* Begin *
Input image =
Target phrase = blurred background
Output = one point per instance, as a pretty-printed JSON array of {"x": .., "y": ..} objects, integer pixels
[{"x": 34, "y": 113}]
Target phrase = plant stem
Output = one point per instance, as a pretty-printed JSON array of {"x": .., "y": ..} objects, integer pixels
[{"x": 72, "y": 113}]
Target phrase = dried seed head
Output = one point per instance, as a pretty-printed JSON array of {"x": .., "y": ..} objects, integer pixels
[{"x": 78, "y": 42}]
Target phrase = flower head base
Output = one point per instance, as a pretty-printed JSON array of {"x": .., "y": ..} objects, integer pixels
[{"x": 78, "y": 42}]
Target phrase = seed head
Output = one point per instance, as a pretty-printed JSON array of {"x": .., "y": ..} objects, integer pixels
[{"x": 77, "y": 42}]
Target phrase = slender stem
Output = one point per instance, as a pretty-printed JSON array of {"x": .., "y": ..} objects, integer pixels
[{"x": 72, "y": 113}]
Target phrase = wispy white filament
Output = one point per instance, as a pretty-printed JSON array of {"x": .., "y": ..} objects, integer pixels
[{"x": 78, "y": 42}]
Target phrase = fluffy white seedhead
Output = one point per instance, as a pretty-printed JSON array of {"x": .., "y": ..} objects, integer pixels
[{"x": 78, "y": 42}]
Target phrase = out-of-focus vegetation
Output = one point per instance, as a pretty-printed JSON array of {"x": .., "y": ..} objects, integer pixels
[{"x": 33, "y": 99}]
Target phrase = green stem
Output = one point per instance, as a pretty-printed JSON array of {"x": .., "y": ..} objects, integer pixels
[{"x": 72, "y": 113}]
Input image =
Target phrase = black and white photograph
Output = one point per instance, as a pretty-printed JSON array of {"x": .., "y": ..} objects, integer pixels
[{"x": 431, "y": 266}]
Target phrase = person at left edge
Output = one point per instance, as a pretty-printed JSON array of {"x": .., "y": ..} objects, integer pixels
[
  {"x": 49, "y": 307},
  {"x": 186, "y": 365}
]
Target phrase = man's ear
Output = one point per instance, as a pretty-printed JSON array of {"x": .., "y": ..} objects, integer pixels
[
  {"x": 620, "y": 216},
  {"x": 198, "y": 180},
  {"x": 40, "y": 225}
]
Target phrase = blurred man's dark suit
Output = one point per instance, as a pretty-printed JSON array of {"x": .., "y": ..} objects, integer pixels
* End *
◆ **Your task**
Through the last line of the entries above, beginning at the line containing "Target phrase = dried seed head", transcribe each line exactly, both ends included and nothing more.

◆ **Response to this task**
Target phrase = dried seed head
Output = one point per instance, as a pretty-printed JSON array of {"x": .., "y": ..} objects, integer pixels
[{"x": 78, "y": 42}]
Target phrase = flower head base
Output = one point per instance, as a pretty-printed JSON array of {"x": .., "y": ..} objects, integer pixels
[{"x": 78, "y": 42}]
Target phrase = seed head
Output = one point per instance, as a pretty-printed JSON array of {"x": .., "y": ..} objects, integer pixels
[{"x": 77, "y": 42}]
Target phrase = slender stem
Output = one point per instance, as a pretty-printed JSON array of {"x": .., "y": ..} objects, integer pixels
[{"x": 72, "y": 113}]
Target phrase = wispy white filament
Output = one point per instance, as a pretty-printed JSON array of {"x": .., "y": ..} objects, integer pixels
[{"x": 78, "y": 42}]
Target phrase = fluffy white seedhead
Output = one point per instance, as a pretty-printed JSON array of {"x": .., "y": ..} objects, integer pixels
[{"x": 78, "y": 42}]
Target phrase = out-of-focus vegetation
Output = one point per instance, as a pretty-printed JSON array of {"x": .., "y": ..} objects, integer pixels
[{"x": 33, "y": 99}]
Target phrase = green stem
Output = one point per instance, as a pretty-printed JSON array of {"x": .., "y": ..} objects, integer pixels
[{"x": 72, "y": 113}]
Input image =
Target phrase = black and white photograph
Output = one point per instance, as a pretty-printed JSON array of {"x": .., "y": ..} objects, integer pixels
[{"x": 431, "y": 266}]
Target phrase = person at left edge
Output = one point per instance, as a pretty-printed JSON array of {"x": .., "y": ..} objects, integer pixels
[
  {"x": 49, "y": 307},
  {"x": 186, "y": 365}
]
Target phrase = man's ear
Output = one point per instance, as a pretty-printed JSON array of {"x": .., "y": ..} objects, integer pixels
[
  {"x": 620, "y": 216},
  {"x": 198, "y": 180},
  {"x": 40, "y": 225}
]
Target phrase = blurred man's dark suit
Output = one point per instance, as a pretty-printed JSON array of {"x": .., "y": ..} objects, integer pixels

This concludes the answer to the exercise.